**Your goal:**
Please show each line below that contains the word "headdress".

**Excerpts from location labeling data:**
* * * * * * *

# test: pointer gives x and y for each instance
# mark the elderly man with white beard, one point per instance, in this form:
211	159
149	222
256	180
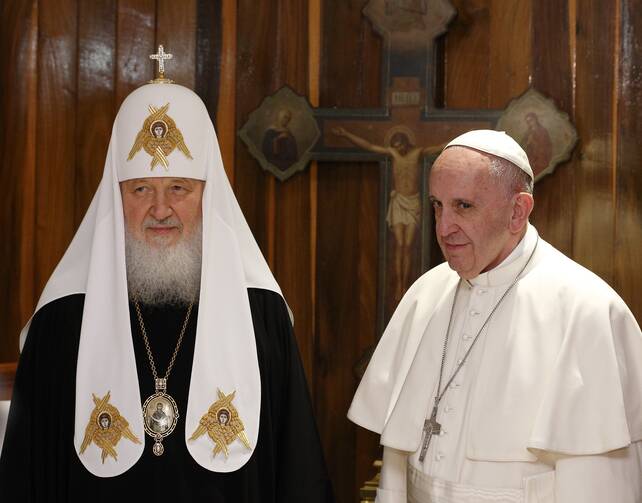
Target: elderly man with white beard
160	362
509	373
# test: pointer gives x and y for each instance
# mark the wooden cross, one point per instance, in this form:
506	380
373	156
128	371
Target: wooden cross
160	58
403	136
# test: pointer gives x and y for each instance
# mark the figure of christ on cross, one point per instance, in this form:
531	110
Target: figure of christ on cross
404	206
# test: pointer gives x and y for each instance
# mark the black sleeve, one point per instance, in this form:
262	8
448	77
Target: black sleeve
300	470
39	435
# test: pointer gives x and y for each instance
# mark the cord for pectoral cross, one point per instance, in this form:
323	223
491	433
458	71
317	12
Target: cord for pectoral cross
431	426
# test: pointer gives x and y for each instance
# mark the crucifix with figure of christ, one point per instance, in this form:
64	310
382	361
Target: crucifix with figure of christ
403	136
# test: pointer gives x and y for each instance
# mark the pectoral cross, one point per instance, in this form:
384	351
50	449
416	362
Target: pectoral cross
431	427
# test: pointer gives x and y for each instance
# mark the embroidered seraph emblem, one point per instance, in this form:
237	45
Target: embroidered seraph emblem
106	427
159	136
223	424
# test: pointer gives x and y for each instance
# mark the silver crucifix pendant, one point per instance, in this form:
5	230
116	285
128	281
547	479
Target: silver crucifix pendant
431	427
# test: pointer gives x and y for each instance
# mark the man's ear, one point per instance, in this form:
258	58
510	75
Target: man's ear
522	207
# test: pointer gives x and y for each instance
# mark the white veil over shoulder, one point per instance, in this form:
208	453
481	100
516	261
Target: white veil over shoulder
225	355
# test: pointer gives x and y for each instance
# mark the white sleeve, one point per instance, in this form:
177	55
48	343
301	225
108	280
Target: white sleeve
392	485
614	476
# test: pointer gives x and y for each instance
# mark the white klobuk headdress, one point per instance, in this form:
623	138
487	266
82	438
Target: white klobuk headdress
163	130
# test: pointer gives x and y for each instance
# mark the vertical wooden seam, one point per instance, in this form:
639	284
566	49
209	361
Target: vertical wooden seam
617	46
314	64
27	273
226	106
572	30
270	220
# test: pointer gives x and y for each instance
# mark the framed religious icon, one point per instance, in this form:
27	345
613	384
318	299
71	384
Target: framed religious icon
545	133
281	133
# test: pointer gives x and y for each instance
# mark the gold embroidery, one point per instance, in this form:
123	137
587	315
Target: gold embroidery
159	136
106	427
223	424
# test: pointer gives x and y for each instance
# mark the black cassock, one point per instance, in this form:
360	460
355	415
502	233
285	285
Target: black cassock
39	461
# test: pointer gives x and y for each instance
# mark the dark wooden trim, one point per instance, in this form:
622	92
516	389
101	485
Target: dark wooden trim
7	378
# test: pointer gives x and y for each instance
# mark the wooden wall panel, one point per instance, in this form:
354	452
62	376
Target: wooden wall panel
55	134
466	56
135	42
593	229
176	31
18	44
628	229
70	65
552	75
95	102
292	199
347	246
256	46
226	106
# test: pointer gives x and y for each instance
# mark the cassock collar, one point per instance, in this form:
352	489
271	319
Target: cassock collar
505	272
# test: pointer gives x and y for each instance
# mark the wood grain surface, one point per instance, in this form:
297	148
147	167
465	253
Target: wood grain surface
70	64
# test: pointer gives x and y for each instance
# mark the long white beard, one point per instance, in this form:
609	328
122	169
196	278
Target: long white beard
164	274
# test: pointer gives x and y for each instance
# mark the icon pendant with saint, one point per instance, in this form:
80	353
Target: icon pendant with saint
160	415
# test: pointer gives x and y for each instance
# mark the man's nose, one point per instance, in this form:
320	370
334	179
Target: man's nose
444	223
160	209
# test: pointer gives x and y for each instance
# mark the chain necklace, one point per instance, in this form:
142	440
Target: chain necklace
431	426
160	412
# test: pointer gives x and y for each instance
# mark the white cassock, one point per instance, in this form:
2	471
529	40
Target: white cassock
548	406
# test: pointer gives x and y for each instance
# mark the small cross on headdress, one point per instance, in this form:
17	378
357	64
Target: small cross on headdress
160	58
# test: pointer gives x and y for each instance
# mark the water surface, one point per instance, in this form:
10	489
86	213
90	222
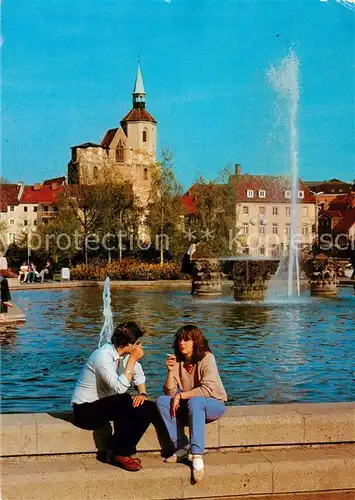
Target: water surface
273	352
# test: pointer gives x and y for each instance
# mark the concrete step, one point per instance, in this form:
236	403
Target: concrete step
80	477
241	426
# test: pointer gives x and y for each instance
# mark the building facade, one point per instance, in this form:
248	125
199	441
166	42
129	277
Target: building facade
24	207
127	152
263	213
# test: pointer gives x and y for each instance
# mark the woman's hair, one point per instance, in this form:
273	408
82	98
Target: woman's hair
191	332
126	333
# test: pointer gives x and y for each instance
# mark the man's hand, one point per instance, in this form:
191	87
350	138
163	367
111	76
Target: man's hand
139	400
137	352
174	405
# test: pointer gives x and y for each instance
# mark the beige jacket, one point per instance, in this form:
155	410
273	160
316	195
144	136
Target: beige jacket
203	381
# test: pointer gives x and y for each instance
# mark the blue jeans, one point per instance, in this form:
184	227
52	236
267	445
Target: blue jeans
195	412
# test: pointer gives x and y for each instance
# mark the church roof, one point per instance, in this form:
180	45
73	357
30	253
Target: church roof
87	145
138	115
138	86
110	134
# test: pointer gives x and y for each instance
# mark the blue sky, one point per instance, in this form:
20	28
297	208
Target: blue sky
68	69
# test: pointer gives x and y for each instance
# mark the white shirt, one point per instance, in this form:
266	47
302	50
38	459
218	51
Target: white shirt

* * * * * * *

**Result of the exercise:**
# mark the white klobuk headdress, one point per instance, in this form:
Target: white klobuk headdress
# mark the small cross on headdress, one point per instance, in this form:
Target: small cross on headdress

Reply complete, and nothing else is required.